**WHAT IS ASKED**
Copy each line exactly. Drop every picture.

**MATERIAL FOR THIS TASK**
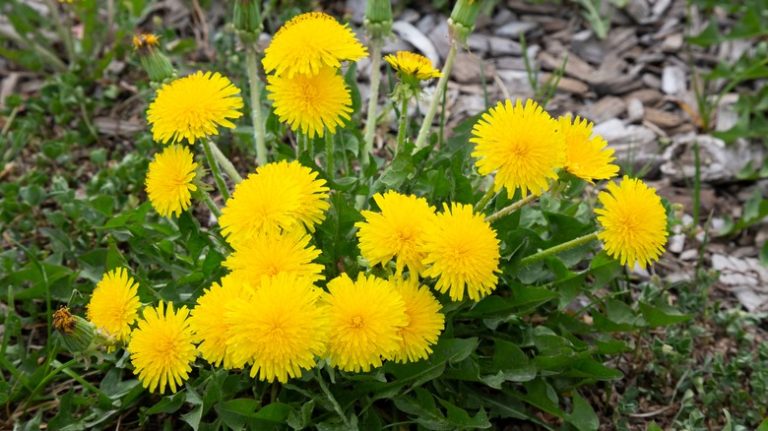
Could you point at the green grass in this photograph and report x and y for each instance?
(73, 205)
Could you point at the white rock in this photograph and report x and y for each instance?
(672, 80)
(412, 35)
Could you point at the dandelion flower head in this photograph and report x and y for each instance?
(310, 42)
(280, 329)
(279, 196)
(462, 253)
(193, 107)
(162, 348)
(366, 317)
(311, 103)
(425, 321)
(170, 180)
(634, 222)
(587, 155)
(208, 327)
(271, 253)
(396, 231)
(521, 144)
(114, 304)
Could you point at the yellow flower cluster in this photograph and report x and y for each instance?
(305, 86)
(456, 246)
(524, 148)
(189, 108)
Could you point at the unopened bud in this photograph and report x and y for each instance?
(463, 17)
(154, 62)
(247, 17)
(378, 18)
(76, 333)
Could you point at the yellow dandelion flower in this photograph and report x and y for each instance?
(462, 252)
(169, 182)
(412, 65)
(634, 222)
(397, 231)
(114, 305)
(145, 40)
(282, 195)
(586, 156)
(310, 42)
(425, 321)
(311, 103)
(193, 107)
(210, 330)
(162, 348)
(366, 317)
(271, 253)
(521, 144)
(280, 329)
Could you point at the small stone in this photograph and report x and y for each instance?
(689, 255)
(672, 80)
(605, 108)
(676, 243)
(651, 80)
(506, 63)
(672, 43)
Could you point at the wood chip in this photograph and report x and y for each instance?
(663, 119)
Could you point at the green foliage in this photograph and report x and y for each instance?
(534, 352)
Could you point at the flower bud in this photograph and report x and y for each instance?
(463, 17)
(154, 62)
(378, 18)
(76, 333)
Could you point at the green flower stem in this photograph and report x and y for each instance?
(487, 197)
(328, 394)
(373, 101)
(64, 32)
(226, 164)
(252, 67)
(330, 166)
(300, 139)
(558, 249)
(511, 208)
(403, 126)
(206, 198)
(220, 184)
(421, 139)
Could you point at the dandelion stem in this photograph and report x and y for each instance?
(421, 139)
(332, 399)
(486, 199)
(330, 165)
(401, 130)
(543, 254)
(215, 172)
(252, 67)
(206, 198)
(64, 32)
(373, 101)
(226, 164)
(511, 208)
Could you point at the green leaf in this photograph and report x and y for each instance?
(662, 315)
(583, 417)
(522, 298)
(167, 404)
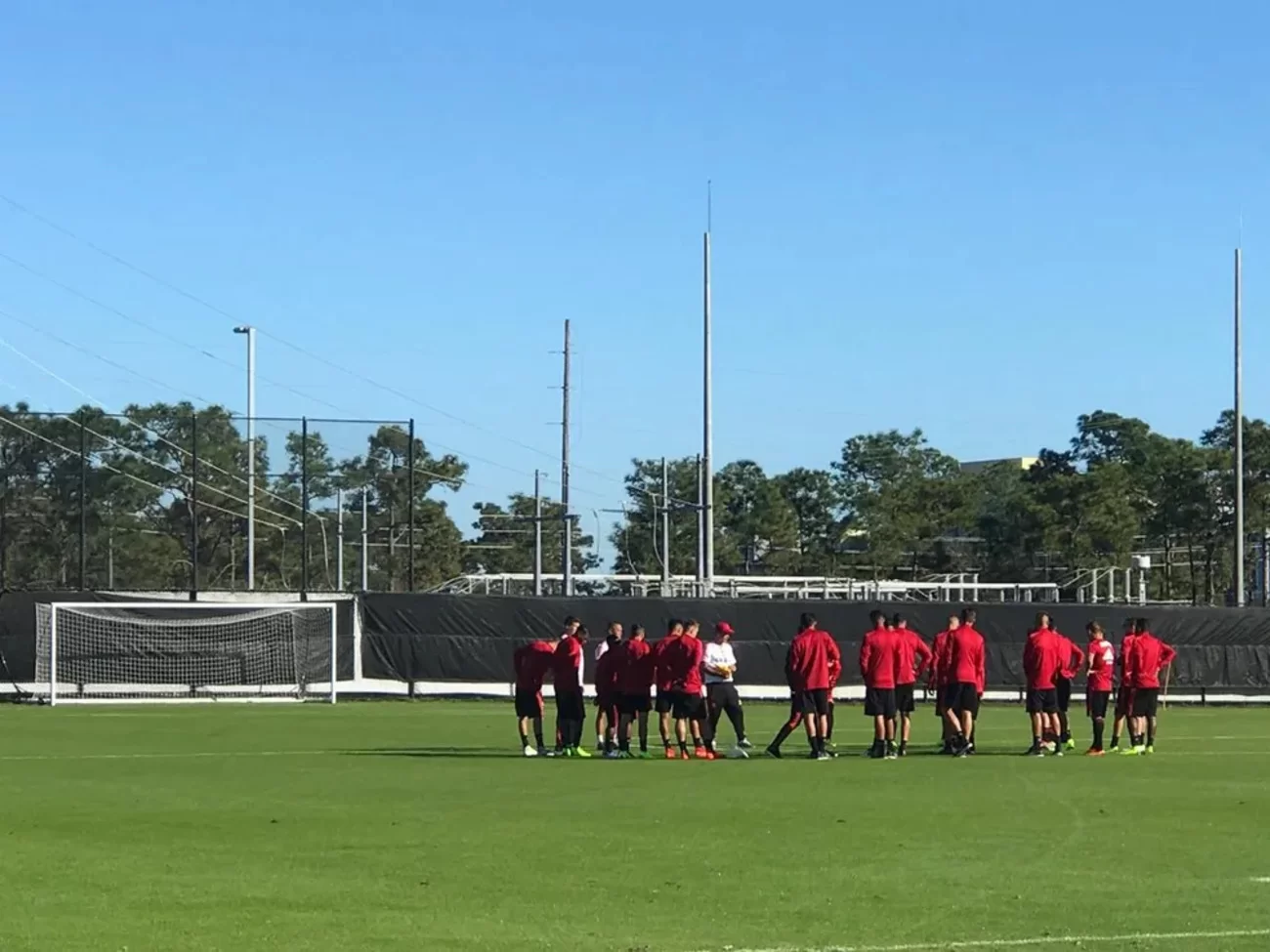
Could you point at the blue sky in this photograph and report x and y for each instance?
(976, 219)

**RESULT**
Could you point at the green grass in this photograph and report x and y for each instance?
(73, 205)
Could you point at the white rock in this photograph and report x and y for each instance?
(672, 80)
(412, 35)
Could you point at the dandelion flower head in this photograph and report x and y for each instance?
(310, 42)
(280, 329)
(279, 196)
(462, 253)
(193, 107)
(162, 348)
(366, 317)
(311, 103)
(425, 321)
(170, 180)
(634, 222)
(587, 155)
(208, 327)
(271, 253)
(396, 231)
(521, 144)
(114, 304)
Could you point at the yellow flower cluster in this photograph and report x and y for each instance?
(305, 86)
(456, 246)
(524, 148)
(189, 108)
Could you point at the unopened bud in this photograph and report x and y for each instance?
(463, 17)
(154, 62)
(247, 17)
(378, 18)
(76, 333)
Could you point at the yellow dandelion flower in this photograph and report x and y for each instance?
(462, 252)
(169, 182)
(412, 65)
(634, 222)
(397, 231)
(114, 305)
(145, 40)
(282, 195)
(586, 156)
(310, 42)
(425, 321)
(311, 103)
(193, 107)
(210, 330)
(162, 348)
(366, 317)
(271, 253)
(521, 144)
(280, 329)
Could you point at the small stone in this photograph and report x and y for each instance?
(689, 255)
(672, 80)
(605, 108)
(676, 243)
(651, 80)
(506, 63)
(672, 43)
Could you point at the wood chip in this photograph and report x and y for each instance?
(663, 119)
Could you point at the green foliage in this photograph and report x and y for each instance?
(534, 352)
Could you point at the flower bud in this photograph and report x and y for each instance?
(463, 17)
(154, 62)
(378, 18)
(76, 333)
Could you point at the green flower stem in this photograph and report x and y for each instance?
(487, 197)
(328, 394)
(373, 101)
(64, 32)
(226, 164)
(252, 67)
(330, 166)
(300, 139)
(558, 249)
(511, 208)
(403, 126)
(206, 198)
(220, 184)
(421, 139)
Could you point at the dandelion stem in this photograph and report x and y for each instance?
(421, 139)
(332, 399)
(486, 199)
(330, 165)
(401, 130)
(543, 254)
(215, 172)
(252, 67)
(206, 198)
(64, 32)
(373, 101)
(226, 164)
(511, 208)
Could you point at the green leaf in this photograph and report x and y for each instance?
(662, 315)
(583, 417)
(522, 298)
(167, 404)
Could you point at the blue sky in this photograph and report x and y for each instance?
(976, 219)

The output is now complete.